ASSIGNMENT: In the records below, find the line that contains "Note: for this drill we locate the badger's muzzle" and the line that contains "Note: for this drill we locate the black and white striped". Set down exactly those lines and every line between them, and nothing more.

━━━━━━━━━━━━━━━━━━━━━━━━━━━━━━

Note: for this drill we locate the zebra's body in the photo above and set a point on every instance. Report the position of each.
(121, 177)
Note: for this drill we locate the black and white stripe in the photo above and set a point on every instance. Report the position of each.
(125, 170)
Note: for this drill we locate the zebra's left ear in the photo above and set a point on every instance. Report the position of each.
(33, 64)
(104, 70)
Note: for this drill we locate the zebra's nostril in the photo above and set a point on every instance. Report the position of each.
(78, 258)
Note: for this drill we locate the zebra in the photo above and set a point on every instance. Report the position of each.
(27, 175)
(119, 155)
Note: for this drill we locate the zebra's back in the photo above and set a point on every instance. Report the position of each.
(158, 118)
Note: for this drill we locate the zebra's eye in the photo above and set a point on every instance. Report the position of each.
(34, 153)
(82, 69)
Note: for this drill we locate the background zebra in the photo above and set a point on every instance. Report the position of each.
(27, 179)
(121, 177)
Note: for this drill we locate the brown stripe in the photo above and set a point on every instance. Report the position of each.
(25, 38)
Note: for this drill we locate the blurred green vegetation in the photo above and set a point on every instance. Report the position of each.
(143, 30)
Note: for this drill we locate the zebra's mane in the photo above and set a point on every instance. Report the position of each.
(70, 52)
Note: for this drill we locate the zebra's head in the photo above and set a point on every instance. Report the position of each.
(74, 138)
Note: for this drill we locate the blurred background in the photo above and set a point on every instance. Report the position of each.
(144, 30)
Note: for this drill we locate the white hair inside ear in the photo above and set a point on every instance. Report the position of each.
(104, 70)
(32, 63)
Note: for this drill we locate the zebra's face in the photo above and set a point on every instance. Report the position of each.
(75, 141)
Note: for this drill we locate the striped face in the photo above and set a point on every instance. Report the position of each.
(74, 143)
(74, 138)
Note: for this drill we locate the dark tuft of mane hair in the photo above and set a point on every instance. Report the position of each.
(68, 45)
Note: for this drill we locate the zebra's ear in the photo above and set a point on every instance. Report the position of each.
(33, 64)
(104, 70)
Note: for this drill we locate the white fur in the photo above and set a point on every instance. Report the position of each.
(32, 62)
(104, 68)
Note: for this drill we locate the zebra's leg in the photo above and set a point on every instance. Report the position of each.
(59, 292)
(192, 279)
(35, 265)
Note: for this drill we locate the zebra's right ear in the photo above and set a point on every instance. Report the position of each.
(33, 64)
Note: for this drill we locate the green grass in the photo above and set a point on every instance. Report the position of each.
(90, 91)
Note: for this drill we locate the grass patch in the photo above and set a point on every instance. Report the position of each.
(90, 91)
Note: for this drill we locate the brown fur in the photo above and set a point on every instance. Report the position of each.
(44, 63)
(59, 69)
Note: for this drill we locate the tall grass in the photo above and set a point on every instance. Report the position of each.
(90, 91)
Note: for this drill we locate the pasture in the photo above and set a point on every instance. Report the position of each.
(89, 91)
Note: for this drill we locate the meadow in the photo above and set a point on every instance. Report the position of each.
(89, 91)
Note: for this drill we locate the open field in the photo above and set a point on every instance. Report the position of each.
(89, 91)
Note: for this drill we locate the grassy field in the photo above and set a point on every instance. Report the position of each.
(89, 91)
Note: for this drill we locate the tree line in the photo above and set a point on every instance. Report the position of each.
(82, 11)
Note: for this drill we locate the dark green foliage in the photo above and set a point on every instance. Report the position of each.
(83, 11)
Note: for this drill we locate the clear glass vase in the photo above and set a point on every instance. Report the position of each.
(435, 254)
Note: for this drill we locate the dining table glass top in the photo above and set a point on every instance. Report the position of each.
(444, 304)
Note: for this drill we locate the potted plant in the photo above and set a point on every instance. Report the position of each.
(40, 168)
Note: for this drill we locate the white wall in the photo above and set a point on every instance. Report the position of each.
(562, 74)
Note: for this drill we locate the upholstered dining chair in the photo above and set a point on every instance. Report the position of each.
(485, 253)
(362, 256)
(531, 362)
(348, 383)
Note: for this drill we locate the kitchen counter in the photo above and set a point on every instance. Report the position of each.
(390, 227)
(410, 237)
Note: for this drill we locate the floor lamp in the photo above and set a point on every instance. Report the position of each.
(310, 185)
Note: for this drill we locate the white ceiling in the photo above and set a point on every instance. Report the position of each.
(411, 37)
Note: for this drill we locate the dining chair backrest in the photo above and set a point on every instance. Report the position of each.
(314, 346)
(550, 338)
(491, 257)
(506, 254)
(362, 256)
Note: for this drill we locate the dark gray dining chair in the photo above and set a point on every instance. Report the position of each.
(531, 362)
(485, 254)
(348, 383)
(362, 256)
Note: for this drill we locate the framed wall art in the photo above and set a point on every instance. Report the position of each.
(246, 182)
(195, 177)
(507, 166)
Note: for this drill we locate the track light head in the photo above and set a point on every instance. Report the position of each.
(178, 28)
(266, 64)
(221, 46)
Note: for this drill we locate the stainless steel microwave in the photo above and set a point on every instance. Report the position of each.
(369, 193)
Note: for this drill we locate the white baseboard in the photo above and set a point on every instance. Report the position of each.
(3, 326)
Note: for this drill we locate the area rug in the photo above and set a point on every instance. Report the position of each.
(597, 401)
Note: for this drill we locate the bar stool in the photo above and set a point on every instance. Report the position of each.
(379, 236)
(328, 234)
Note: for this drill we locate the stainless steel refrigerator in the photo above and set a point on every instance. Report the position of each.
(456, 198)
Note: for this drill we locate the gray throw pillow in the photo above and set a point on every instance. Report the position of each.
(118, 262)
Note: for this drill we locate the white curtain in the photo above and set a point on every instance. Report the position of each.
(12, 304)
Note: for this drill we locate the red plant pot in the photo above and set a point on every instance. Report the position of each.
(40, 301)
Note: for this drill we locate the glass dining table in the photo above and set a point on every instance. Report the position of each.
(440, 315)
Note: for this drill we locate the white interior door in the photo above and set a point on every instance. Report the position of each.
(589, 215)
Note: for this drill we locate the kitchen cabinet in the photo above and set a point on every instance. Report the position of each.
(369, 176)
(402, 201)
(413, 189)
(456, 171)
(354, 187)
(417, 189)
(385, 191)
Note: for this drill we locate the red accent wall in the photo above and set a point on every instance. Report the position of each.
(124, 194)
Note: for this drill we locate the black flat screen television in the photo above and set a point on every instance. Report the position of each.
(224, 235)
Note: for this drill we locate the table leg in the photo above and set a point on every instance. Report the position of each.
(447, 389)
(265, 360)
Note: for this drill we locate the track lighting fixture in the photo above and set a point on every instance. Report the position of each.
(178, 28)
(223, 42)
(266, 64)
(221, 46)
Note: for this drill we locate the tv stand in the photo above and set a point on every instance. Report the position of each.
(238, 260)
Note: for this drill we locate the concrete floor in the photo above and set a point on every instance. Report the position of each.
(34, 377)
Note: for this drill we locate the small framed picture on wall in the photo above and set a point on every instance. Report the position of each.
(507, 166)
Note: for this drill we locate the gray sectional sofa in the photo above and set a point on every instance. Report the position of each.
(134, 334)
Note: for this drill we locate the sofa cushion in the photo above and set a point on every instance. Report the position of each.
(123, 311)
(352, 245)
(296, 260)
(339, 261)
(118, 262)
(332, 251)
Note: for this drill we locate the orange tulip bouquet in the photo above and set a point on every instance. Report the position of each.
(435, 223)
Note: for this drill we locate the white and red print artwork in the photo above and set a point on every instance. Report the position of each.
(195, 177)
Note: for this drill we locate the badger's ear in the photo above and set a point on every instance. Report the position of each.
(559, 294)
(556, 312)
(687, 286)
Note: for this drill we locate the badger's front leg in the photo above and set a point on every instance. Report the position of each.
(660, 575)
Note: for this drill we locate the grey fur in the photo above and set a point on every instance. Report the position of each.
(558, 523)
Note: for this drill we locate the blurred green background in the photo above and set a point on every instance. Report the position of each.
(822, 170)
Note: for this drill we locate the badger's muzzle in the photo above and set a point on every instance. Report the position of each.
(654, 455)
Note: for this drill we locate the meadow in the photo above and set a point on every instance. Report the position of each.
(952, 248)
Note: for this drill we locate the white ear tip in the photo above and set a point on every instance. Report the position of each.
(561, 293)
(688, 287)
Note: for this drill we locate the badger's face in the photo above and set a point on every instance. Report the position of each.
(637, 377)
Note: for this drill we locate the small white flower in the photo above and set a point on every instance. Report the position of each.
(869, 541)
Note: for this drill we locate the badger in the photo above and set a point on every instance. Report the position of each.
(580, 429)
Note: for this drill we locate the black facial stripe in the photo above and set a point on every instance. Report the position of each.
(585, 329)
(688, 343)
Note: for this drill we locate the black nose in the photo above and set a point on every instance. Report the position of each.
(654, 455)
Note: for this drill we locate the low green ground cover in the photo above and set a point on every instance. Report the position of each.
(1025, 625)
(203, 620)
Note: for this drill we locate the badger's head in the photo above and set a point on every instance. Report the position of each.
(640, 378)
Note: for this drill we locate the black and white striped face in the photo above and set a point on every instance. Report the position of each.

━━━━━━━━━━━━━━━━━━━━━━━━━━━━━━

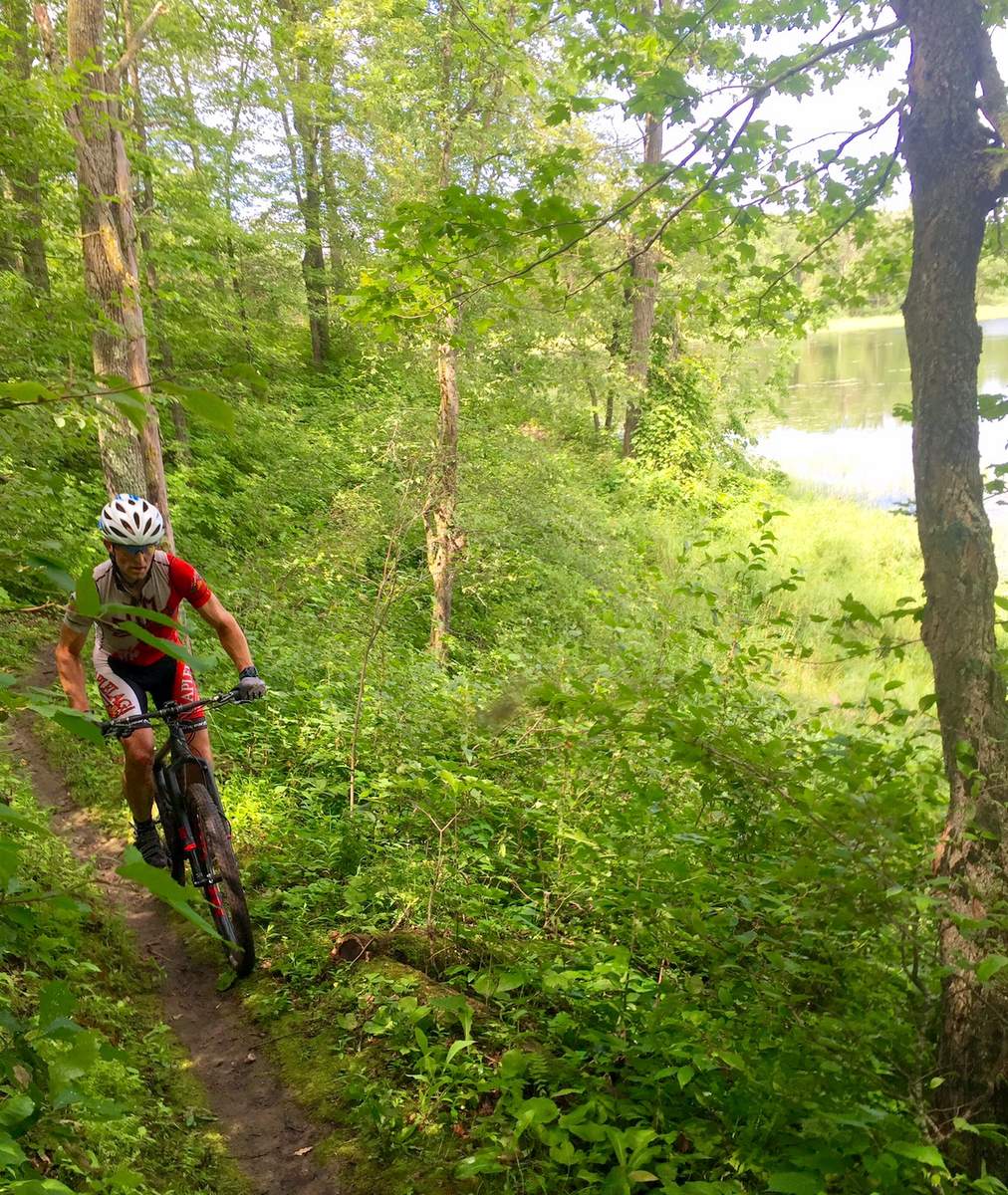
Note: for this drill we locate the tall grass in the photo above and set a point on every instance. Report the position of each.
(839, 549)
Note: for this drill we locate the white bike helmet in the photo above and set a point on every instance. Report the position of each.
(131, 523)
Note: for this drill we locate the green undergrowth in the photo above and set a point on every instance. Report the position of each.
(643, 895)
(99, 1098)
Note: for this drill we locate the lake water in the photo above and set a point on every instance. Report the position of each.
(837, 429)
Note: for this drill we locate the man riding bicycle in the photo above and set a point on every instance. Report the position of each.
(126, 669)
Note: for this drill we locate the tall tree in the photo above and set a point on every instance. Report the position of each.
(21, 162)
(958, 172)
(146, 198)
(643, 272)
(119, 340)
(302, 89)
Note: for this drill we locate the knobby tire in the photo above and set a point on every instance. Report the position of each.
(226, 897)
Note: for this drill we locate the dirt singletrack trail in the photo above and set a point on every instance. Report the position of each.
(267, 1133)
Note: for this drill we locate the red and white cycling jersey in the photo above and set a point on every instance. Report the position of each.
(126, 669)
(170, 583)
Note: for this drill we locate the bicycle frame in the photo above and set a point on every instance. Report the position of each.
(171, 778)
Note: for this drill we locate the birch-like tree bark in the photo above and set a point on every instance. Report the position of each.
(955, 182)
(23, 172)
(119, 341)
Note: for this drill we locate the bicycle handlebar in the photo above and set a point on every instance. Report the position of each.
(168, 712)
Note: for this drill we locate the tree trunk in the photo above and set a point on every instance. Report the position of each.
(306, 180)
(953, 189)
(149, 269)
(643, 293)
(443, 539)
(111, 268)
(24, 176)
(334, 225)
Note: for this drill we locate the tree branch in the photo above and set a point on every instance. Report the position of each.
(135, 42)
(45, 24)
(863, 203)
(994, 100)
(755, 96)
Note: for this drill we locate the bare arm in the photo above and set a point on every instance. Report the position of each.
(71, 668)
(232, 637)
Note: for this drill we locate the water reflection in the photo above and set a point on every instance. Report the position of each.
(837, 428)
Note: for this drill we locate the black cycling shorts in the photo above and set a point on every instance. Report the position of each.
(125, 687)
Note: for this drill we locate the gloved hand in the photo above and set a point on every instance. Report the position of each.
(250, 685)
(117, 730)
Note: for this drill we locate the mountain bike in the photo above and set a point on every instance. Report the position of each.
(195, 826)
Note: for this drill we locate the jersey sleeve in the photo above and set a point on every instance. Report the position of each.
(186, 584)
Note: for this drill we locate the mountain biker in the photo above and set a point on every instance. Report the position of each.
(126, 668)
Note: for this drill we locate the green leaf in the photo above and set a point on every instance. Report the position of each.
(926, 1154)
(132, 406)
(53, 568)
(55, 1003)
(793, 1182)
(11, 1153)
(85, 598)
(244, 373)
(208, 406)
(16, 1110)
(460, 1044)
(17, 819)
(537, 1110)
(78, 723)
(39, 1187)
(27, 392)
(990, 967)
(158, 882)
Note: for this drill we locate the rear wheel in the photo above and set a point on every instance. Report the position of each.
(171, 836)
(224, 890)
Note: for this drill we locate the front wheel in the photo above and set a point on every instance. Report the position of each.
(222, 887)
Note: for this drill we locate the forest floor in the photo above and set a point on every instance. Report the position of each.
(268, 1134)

━━━━━━━━━━━━━━━━━━━━━━━━━━━━━━

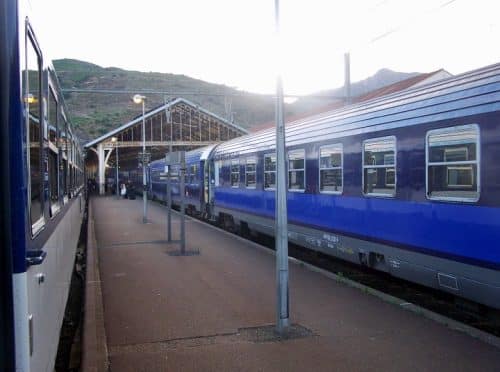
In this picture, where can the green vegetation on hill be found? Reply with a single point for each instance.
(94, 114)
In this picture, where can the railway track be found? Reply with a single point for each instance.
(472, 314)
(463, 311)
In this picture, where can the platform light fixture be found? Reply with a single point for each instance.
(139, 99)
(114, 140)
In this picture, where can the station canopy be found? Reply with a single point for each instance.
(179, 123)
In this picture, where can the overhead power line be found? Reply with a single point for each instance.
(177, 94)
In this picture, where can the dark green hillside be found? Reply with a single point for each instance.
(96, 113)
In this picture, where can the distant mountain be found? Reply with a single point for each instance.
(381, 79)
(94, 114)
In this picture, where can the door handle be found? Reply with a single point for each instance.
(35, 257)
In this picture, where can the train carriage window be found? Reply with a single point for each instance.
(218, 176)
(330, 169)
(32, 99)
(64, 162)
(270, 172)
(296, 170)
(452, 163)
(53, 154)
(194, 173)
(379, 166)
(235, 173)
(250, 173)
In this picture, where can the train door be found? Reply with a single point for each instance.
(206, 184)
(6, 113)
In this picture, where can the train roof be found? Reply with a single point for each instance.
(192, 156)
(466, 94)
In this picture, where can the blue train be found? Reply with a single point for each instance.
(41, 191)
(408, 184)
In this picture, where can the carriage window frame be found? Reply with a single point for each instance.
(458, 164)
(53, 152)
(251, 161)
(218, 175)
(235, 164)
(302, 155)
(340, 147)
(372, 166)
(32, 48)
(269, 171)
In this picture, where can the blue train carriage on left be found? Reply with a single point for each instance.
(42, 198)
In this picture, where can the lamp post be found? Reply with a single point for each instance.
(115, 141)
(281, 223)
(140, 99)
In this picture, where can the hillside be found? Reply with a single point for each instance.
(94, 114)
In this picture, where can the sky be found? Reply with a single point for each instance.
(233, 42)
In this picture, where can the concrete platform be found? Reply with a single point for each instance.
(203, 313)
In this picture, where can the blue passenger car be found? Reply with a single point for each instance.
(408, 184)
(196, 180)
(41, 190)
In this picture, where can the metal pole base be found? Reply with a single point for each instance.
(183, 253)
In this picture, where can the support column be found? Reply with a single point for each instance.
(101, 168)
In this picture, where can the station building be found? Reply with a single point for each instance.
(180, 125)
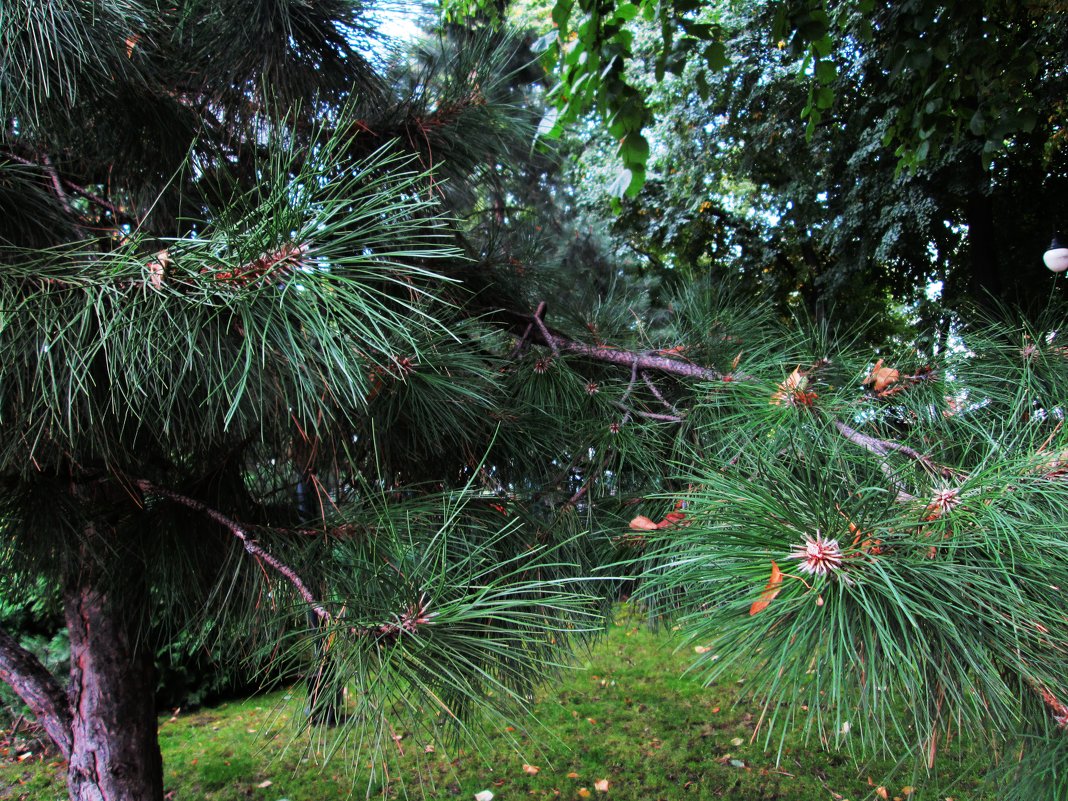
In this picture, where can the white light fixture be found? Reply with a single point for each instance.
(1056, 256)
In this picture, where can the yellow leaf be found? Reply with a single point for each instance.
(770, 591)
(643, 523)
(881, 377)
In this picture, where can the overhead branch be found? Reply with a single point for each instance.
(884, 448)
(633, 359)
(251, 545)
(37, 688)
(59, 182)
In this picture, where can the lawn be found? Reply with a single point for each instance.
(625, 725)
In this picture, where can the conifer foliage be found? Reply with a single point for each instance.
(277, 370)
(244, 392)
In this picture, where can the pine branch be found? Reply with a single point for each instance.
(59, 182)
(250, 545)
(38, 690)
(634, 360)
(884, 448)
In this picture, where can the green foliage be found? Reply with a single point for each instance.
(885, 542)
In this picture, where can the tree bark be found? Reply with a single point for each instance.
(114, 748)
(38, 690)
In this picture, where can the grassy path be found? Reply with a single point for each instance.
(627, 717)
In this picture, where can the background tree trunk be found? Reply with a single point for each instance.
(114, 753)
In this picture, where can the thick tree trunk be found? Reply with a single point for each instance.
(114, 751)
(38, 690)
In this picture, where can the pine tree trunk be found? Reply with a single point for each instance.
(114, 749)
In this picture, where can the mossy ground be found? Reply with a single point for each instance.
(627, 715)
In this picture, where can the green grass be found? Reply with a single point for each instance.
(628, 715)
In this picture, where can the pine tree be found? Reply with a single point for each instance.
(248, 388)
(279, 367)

━━━━━━━━━━━━━━━━━━━━━━━━━━━━━━

YOUR RESPONSE:
Note: for this drill we locate the badger's muzzle in the photo above and set a point on every instance. Report the position of each.
(654, 455)
Note: for this drill we locate the meadow in the photo above and set a point on every instance. Report the position of each.
(952, 248)
Note: for this drill we locate the white ear tip in the photo above and set a point on every instance. Report the position of each.
(561, 293)
(688, 287)
Note: for this drill we locate the badger's face in the photo above and set a point on every instance. Report the position of each.
(637, 377)
Note: for this drill we locate the small white flower in the photo above and set a point on every instance. Report the position of each.
(869, 541)
Note: for this drill we locate the badger in the photo above and set a point on every instance. Report the position of each.
(580, 429)
Note: for this drill we locate the black facial stripe in the photo above and set a point on every instance. Report the position of each.
(585, 329)
(688, 343)
Note: for this drill we locate the black nose in the photo above and set a point on every instance. Report the position of each.
(654, 455)
Note: for this drill we locate the low green ground cover in the photo above and set a point on every instance. Report the position of each.
(1025, 625)
(203, 620)
Note: for this drill we locate the badger's head in the photo above and set a point on every instance. Report the position of each.
(640, 378)
Note: for this drill we locate the black and white striped face in the photo above and set a point on every instance. Report the position of each.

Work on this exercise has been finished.